* Aim:
Copy the data from the line with "In this exercise you will indicate the clasped" up to and including the line with "x=185, y=236", keeping every line as it stands but omitting the pictures.

* Input:
>> Begin
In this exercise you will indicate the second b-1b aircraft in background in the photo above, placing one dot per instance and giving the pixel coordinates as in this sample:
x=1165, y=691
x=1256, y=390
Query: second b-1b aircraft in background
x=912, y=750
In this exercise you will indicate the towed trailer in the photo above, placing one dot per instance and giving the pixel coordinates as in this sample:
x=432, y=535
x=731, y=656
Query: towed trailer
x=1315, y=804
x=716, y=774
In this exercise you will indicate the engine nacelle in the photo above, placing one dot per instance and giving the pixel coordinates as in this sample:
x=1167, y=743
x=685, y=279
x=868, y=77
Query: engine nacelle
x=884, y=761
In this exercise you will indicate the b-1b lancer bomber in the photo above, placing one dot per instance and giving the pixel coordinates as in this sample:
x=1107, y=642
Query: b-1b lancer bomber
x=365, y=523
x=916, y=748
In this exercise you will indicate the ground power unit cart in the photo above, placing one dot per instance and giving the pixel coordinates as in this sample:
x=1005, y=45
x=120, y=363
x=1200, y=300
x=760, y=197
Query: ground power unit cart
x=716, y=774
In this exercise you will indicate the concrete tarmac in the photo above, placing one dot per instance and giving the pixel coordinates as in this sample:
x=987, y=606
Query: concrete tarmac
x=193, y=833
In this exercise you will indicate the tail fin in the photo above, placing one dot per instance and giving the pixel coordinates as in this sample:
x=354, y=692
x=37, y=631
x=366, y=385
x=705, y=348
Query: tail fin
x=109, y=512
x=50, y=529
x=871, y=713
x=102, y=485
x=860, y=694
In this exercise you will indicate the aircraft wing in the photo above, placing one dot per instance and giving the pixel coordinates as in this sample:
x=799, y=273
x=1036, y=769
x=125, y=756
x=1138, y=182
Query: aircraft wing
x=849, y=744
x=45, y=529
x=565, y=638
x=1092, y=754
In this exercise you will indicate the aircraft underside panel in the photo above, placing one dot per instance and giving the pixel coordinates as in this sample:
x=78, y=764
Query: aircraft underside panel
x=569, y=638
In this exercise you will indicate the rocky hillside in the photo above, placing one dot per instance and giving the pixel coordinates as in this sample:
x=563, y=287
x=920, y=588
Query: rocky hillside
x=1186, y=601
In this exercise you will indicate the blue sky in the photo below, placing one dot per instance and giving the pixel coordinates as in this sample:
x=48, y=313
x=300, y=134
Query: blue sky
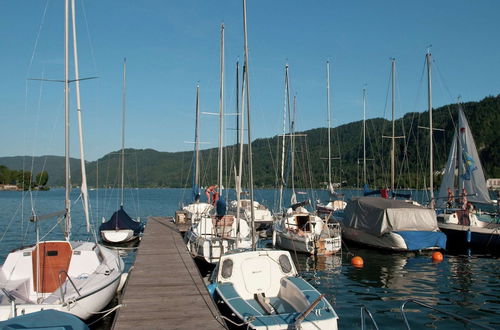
x=172, y=45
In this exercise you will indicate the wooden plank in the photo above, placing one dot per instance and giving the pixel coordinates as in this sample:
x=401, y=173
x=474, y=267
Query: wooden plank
x=165, y=289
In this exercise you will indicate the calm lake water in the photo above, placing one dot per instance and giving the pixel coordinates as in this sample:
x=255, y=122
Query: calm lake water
x=464, y=284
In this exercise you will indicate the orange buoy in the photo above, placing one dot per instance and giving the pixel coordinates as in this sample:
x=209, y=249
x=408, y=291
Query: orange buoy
x=357, y=262
x=437, y=256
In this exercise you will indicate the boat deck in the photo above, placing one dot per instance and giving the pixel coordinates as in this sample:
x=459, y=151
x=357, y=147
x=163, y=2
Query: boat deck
x=165, y=289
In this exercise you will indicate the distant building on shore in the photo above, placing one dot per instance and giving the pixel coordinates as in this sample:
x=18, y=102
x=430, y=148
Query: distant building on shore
x=493, y=184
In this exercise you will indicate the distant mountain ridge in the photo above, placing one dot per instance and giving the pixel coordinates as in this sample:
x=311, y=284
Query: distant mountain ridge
x=151, y=168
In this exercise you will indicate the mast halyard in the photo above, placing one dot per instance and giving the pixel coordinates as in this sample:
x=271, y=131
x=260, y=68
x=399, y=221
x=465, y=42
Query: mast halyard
x=249, y=133
x=196, y=183
x=364, y=135
x=393, y=138
x=67, y=202
x=286, y=107
x=83, y=187
x=221, y=112
x=431, y=152
x=124, y=93
x=330, y=187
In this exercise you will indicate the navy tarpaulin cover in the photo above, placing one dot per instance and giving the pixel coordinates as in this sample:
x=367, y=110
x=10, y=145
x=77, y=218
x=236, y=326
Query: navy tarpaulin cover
x=418, y=240
x=121, y=220
x=46, y=319
x=368, y=192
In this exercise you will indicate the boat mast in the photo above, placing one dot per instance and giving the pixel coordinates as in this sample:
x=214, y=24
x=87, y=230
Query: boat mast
x=241, y=145
x=292, y=146
x=393, y=138
x=67, y=202
x=221, y=110
x=196, y=184
x=250, y=164
x=364, y=135
x=329, y=125
x=431, y=164
x=124, y=91
x=83, y=187
x=460, y=181
x=285, y=107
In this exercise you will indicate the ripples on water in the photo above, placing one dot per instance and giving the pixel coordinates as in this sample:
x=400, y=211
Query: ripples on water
x=466, y=285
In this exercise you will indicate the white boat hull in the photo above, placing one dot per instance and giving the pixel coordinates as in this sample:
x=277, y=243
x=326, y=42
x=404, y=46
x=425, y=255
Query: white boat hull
x=390, y=241
x=95, y=270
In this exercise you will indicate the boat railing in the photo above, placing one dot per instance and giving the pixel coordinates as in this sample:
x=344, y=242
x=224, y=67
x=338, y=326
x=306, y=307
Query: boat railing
x=365, y=311
x=61, y=282
x=461, y=318
x=12, y=301
x=309, y=309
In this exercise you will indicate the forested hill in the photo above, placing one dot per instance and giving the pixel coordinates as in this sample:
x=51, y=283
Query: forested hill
x=151, y=168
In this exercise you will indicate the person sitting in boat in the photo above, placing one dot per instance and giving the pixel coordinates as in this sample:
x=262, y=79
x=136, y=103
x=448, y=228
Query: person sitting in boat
x=470, y=207
x=449, y=203
x=384, y=193
x=208, y=192
x=463, y=199
x=215, y=197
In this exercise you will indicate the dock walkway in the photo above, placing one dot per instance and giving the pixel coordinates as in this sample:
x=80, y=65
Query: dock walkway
x=165, y=289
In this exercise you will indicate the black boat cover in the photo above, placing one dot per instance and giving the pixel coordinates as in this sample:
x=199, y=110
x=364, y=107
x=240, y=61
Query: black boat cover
x=121, y=220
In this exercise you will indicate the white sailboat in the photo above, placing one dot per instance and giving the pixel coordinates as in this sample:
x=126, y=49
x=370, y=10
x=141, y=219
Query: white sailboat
x=210, y=236
x=297, y=229
x=391, y=224
x=121, y=228
x=197, y=209
x=465, y=224
x=76, y=277
x=260, y=288
x=334, y=204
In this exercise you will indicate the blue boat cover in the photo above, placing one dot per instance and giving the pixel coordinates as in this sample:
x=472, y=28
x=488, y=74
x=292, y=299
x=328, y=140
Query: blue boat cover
x=46, y=319
x=368, y=192
x=419, y=240
x=121, y=220
x=221, y=207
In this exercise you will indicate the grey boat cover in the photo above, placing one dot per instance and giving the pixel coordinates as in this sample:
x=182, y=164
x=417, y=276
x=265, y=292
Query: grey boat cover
x=377, y=216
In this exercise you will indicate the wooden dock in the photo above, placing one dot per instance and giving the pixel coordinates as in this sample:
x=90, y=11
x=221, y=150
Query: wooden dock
x=165, y=289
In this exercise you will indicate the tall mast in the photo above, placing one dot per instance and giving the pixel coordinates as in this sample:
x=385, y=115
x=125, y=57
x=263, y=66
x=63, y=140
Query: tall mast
x=221, y=110
x=364, y=135
x=67, y=228
x=292, y=137
x=238, y=104
x=241, y=139
x=286, y=107
x=329, y=124
x=83, y=186
x=393, y=138
x=249, y=133
x=431, y=164
x=124, y=91
x=196, y=184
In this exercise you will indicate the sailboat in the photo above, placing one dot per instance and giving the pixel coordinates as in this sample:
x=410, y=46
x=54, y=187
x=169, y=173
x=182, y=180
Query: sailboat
x=391, y=224
x=260, y=288
x=297, y=229
x=465, y=224
x=76, y=277
x=241, y=206
x=210, y=236
x=121, y=228
x=197, y=209
x=334, y=204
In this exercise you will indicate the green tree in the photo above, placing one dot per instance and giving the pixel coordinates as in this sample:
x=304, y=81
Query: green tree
x=42, y=178
x=23, y=180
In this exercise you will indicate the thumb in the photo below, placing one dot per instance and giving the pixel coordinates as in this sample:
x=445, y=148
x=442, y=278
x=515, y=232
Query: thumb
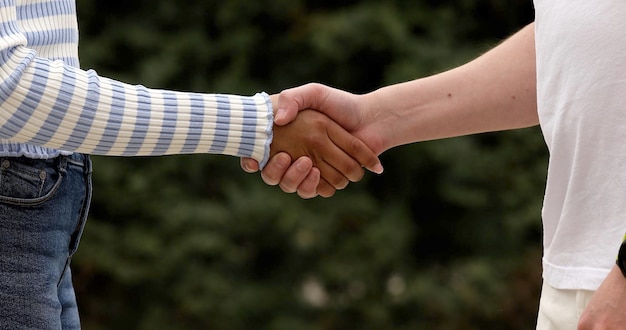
x=293, y=100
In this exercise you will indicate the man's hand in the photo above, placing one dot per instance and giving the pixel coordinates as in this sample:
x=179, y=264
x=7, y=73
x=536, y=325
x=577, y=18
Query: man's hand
x=607, y=308
x=336, y=153
x=344, y=108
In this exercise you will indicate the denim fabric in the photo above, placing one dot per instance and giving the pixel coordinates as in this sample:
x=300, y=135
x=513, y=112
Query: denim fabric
x=43, y=208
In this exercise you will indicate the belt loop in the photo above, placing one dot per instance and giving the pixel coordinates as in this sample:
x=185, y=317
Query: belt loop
x=88, y=167
x=63, y=164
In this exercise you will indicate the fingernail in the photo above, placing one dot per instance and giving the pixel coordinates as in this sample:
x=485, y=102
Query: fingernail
x=279, y=116
x=283, y=161
x=378, y=169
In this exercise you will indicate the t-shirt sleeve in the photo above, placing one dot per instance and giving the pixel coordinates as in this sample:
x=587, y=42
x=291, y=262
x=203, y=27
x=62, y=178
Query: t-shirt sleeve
x=51, y=104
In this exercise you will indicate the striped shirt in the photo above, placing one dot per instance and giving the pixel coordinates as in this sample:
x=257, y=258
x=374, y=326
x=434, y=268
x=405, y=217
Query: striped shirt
x=48, y=106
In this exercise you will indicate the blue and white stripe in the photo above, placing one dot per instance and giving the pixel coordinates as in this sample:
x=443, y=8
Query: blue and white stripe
x=47, y=104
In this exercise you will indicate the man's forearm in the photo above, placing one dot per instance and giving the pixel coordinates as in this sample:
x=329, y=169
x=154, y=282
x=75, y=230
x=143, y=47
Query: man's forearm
x=496, y=91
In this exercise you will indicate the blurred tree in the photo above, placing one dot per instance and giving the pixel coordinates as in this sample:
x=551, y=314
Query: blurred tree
x=447, y=238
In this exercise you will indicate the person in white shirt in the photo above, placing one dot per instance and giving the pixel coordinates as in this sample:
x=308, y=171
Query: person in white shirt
x=564, y=72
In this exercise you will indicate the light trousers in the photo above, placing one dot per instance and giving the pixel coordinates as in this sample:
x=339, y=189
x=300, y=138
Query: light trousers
x=561, y=309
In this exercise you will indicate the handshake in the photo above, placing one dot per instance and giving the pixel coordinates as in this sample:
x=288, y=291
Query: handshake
x=323, y=138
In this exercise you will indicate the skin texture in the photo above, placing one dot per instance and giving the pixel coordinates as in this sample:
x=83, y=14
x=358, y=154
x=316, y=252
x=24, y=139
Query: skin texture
x=496, y=91
x=337, y=154
x=607, y=308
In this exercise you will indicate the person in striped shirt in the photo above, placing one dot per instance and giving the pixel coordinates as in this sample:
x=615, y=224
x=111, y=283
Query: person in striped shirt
x=53, y=114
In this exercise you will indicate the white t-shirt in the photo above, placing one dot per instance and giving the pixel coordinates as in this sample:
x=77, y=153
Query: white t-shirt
x=581, y=82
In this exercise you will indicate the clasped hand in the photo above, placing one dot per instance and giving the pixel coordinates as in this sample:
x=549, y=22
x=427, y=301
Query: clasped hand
x=312, y=154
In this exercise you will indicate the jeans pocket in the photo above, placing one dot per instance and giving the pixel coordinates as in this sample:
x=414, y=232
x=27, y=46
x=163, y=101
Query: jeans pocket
x=28, y=181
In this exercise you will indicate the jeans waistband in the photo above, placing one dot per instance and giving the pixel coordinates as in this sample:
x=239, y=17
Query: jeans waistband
x=76, y=159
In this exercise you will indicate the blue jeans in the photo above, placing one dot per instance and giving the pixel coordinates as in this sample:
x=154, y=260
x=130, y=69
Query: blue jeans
x=43, y=208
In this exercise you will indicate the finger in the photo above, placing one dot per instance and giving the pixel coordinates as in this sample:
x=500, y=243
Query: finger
x=308, y=188
x=249, y=165
x=296, y=174
x=275, y=169
x=293, y=100
x=360, y=154
x=324, y=189
x=329, y=173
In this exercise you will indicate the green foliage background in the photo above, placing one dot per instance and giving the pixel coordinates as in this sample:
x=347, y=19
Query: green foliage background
x=449, y=237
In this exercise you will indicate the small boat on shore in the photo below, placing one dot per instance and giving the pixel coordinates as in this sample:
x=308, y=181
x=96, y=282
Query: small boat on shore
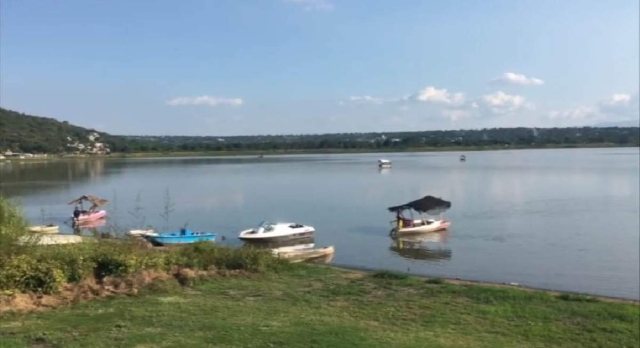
x=44, y=229
x=304, y=254
x=269, y=232
x=384, y=163
x=427, y=205
x=141, y=233
x=185, y=236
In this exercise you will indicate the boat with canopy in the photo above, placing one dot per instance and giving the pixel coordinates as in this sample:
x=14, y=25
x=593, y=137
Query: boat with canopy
x=427, y=205
x=82, y=215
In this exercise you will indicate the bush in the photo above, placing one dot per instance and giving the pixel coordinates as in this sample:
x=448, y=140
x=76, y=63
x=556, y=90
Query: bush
x=31, y=268
x=389, y=275
x=436, y=281
x=26, y=274
x=13, y=230
x=206, y=255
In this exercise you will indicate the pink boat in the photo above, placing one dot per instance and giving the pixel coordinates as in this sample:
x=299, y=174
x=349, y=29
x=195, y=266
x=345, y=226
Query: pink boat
x=81, y=215
x=91, y=216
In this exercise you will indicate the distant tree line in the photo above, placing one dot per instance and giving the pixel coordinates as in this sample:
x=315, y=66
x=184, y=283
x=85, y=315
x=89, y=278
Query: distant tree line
x=19, y=132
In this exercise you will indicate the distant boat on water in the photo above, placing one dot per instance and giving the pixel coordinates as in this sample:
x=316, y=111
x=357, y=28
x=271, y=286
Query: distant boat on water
x=384, y=163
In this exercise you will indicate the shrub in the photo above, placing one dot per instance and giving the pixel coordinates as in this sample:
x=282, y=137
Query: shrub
x=389, y=275
x=576, y=298
x=13, y=230
x=26, y=274
x=437, y=281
>> End
* Solution:
In this exercise you will indicate the clasped hand in the photo above, placing one dot per instance and giving the pixel coordinates as in this sample:
x=549, y=22
x=427, y=301
Query: clasped hand
x=312, y=154
In this exercise you will indicate the jeans pocket in the photo above, placing one dot per instance and giving the pixel coordinates as in this sample:
x=414, y=232
x=27, y=46
x=163, y=101
Query: jeans pocket
x=28, y=181
In this exercise you will indicate the jeans waistband in the photo above, placing one dot per instance and giving the pixel coordinates as in this sample:
x=239, y=17
Query: jeans waistband
x=76, y=159
In this exercise you will indicate the blue jeans in the photo above, placing one dot per instance and giving the pixel coordinates as in this sample:
x=154, y=260
x=130, y=69
Query: blue jeans
x=43, y=208
In this exercise you will indicate the finger in the photo above, placing one dot per instance and giving the pixel coordinates as in this sample:
x=500, y=243
Query: finger
x=308, y=188
x=249, y=165
x=296, y=174
x=275, y=169
x=293, y=100
x=360, y=154
x=324, y=189
x=329, y=173
In this exercise you will indicate the green foliage background in the photo above, placing one dot per instance and giving the pixel coordinates as in this sample:
x=347, y=19
Query: green foliage background
x=449, y=237
In this exercise you will indicate the small boat on shore in the photo below, placing one dot per instance and giving the pixel coordinates as in this sample:
x=308, y=181
x=96, y=282
Query: small boat on shore
x=44, y=229
x=304, y=254
x=269, y=232
x=384, y=163
x=427, y=205
x=141, y=233
x=185, y=236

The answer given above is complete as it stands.